Scale the coordinates in the records by writing out again only the lines from the one containing "Flashcard task. Put a dot on each instance of the glowing" through the end of the records, requests included. Multiply every x and y coordinate in the answers by 1.95 and round to whole numbers, with halves rounded up.

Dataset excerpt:
__________

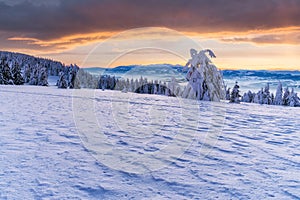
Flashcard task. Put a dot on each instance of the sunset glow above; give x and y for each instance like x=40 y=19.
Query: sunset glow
x=243 y=35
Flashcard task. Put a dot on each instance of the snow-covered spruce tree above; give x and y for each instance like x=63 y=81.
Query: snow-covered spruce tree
x=247 y=97
x=266 y=96
x=285 y=98
x=62 y=83
x=204 y=79
x=227 y=94
x=6 y=74
x=42 y=77
x=17 y=75
x=293 y=99
x=278 y=96
x=235 y=94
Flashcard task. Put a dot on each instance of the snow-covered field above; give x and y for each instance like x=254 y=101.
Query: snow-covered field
x=85 y=144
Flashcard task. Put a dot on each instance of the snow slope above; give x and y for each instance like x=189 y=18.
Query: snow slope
x=157 y=147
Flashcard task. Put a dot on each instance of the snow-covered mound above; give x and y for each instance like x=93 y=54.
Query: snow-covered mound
x=221 y=151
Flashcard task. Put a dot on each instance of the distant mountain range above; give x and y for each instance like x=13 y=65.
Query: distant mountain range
x=247 y=79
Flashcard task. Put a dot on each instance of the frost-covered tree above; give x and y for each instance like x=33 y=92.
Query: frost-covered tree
x=227 y=94
x=62 y=83
x=293 y=99
x=278 y=96
x=205 y=81
x=285 y=98
x=6 y=74
x=235 y=94
x=266 y=96
x=42 y=77
x=17 y=74
x=248 y=97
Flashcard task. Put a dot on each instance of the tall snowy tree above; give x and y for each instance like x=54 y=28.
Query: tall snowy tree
x=293 y=99
x=62 y=83
x=285 y=100
x=278 y=96
x=235 y=94
x=17 y=75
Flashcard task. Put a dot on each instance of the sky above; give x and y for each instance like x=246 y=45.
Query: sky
x=248 y=34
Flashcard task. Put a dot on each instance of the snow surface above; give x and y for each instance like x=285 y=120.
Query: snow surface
x=221 y=150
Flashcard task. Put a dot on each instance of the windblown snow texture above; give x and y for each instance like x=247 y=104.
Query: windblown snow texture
x=256 y=154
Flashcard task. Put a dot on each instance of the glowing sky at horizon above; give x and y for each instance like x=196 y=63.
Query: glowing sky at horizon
x=251 y=34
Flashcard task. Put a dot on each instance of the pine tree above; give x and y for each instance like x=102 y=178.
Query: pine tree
x=285 y=100
x=7 y=76
x=278 y=96
x=235 y=94
x=16 y=74
x=62 y=83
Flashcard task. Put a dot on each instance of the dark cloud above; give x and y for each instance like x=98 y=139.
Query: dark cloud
x=42 y=20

__________

§ Solution to this problem
Flashcard task. Put a dot on each instance of the glowing sky at horizon above; give x and y for each instance like x=196 y=63.
Query: glowing sky at horizon
x=489 y=66
Flashcard task. Put a dot on each instance of the pine tree above; give x and y for each instance like x=102 y=178.
Query: pine tree
x=556 y=195
x=14 y=148
x=542 y=187
x=458 y=183
x=31 y=144
x=121 y=162
Flashcard task. Put a dot on each instance of the dark cloud above; give x and y for each instance like x=98 y=139.
Query: dark cloud
x=82 y=39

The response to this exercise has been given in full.